#### 課題:
下にある神の存在についての文章から、「どこかに愛情あふれる親がいて、その親の決断は論理的に常に正しいとします。」から「在するのを許すのでしょうか。」までをすべて一字一句違えずに書き写してください。

#### 文書の一節:
* * * * *

先回は本論から少しずれたかもしれませんが、
最後に、「神の存在」について自分がどう考えるか書いておきたいと思います。
すでに書いた経験を通じて、私は、「神などいない」という確信を持つようになり、その確信は現在のところ変わりません。
【まずはエホバの証人の教える神についての考え】
自分がエホバの証人の教える神を信じない理由は非常にシンプルで、それでいて、決定的なものだと思っています。
どこかに愛情あふれる親がいて、その親の決断は論理的に常に正しいとします。
もしそうだとしたら、どのような理由があってその親が、自分の小さな子供が飢えて衰弱し、食べ物を求めるのにさらにその子に自ら苛烈な暴行を加え続け、その子が苦しみながら絶望のうちに死んでゆくような事態を引き起こすことがあるでしょうか。
しかし私は、現実にそうした子供の死が、世の中で、いくつもいくつも起きていることを見てきました。
もしも全知全能の神がいて、しかもその神が愛情あふれる神、論理的にも倫理的にも絶対に正しい神なのであれば、どのような理由があるからと言ってそのようなことを許すのでしょうか。
もしもそのような神がいるとして、どのような理由があるからと言って、
極めて悲惨な死を経験する人たち、その周りの人たちの想像を絶する苦しみや悲しみが存在するのを許すのでしょうか。

* * * * *

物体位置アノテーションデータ
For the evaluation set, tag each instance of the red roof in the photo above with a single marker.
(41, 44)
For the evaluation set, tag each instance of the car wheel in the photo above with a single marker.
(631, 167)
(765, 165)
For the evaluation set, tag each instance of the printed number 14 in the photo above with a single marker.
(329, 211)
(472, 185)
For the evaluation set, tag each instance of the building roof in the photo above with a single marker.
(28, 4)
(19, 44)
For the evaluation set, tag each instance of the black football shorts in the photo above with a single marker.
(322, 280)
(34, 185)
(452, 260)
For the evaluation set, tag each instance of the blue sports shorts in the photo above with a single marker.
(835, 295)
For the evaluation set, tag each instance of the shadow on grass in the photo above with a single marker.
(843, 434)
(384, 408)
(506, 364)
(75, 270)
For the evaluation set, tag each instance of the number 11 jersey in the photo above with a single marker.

* * * * *

#### 回答全文:
どこかに愛情あふれる親がいて、その親の決断は論理的に常に正しいとします。
もしそうだとしたら、どのような理由があってその親が、自分の小さな子供が飢えて衰弱し、食べ物を求めるのにさらにその子に自ら苛烈な暴行を加え続け、その子が苦しみながら絶望のうちに死んでゆくような事態を引き起こすことがあるでしょうか。
しかし私は、現実にそうした子供の死が、世の中で、いくつもいくつも起きていることを見てきました。
もしも全知全能の神がいて、しかもその神が愛情あふれる神、論理的にも倫理的にも絶対に正しい神なのであれば、どのような理由があるからと言ってそのようなことを許すのでしょうか。
もしもそのような神がいるとして、どのような理由があるからと言って、
極めて悲惨な死を経験する人たち、その周りの人たちの想像を絶する苦しみや悲しみが存在するのを許すのでしょうか。